- Your instructions -
Reproduce the data below line for line, without changing anything. Omit the pictures.

- Stored records -
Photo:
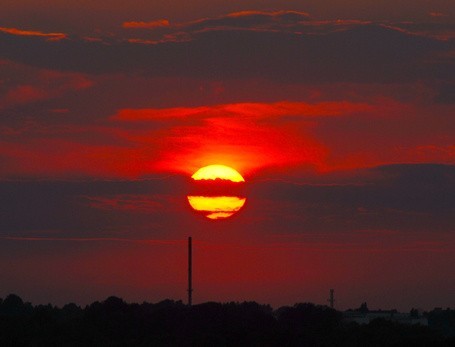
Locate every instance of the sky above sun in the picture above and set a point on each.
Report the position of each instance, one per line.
(339, 115)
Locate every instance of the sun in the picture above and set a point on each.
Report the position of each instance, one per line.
(214, 199)
(212, 172)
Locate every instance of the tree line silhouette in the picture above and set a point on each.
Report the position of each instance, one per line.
(114, 322)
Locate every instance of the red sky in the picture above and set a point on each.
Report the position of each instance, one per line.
(339, 117)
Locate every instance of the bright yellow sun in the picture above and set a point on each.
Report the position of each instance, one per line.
(213, 172)
(222, 206)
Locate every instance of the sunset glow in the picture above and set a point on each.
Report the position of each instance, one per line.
(303, 145)
(213, 172)
(218, 207)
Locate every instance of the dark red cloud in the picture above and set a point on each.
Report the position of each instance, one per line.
(20, 32)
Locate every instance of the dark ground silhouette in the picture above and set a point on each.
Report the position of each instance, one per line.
(171, 323)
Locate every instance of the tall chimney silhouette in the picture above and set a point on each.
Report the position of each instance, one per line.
(331, 298)
(190, 272)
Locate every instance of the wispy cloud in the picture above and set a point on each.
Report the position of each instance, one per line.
(20, 32)
(146, 25)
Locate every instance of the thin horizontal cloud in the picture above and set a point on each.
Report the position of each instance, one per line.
(91, 239)
(20, 32)
(250, 110)
(146, 25)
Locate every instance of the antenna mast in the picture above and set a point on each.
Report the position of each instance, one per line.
(190, 272)
(331, 299)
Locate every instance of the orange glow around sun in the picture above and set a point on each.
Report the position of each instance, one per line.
(217, 207)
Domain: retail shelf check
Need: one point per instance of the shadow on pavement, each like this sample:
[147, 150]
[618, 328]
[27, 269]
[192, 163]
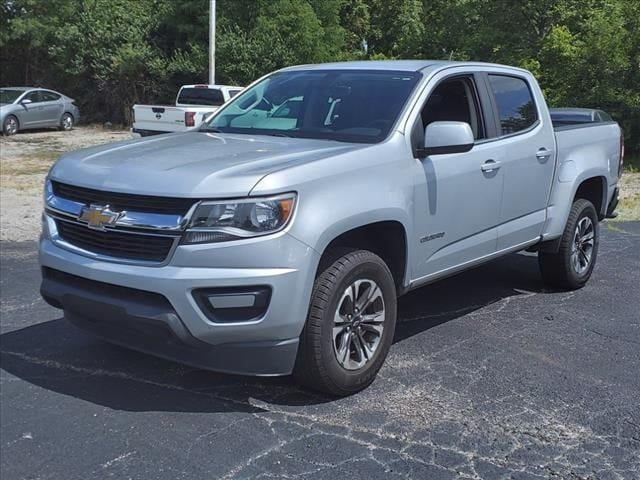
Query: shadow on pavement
[56, 356]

- The response -
Photo:
Locate every instance of the sky above sun in the picture above and set a point on each.
Report the position of each instance, one per line.
(339, 115)
Locate every instance of the sun in the picture above and set a point on each.
Report the position of each instance, one per line.
(214, 199)
(212, 172)
Locate every instance of the tree line silhouette in the picture above and set a point on each.
Report the position of each instance, one per line.
(114, 322)
Locate every instance of the red sky in the picture above and set a point on each.
Report the position of each instance, one per line.
(339, 117)
Locate every instance of the bright yellow sun in the picture above and set a point on each.
Report the position of each instance, one per line.
(213, 172)
(222, 206)
Locate every instance of the sunset glow in the picture above and set a point on each.
Report the position of each instance, one per line.
(303, 145)
(213, 172)
(218, 207)
Locate every instance of the dark red cloud in the picture above and set a point on each.
Report the position of each instance, one per line.
(20, 32)
Locate every instance of the dark ground silhouette in the picture above and set a point on each.
Report the position of each instance, one per line.
(171, 323)
Locate every instance of the tall chimney silhouette in the picture above and set a point on each.
Report the position of each instance, one per line.
(331, 298)
(190, 272)
Locate every instance of the wispy cloud in the picture above and set a point on each.
Report the position of each instance, one per line.
(20, 32)
(146, 25)
Locate every instance of the thin horizontal cloud in the picture above and set a point on each.
Report the position of each instance, one per line.
(91, 239)
(20, 32)
(250, 110)
(146, 25)
Locate every instance of the antenna mast in the picture above and set a point on each.
Report the position of each instance, one per line.
(190, 272)
(331, 299)
Locate every instance of the orange glow around sun in the picture above and set a point on each.
Report the position of each instance, one per line.
(217, 207)
Domain: retail shelf check
Need: one point per instance of the shadow on pavement, each like this sample:
[147, 150]
[618, 328]
[27, 269]
[192, 163]
Query: shadow on pavement
[56, 356]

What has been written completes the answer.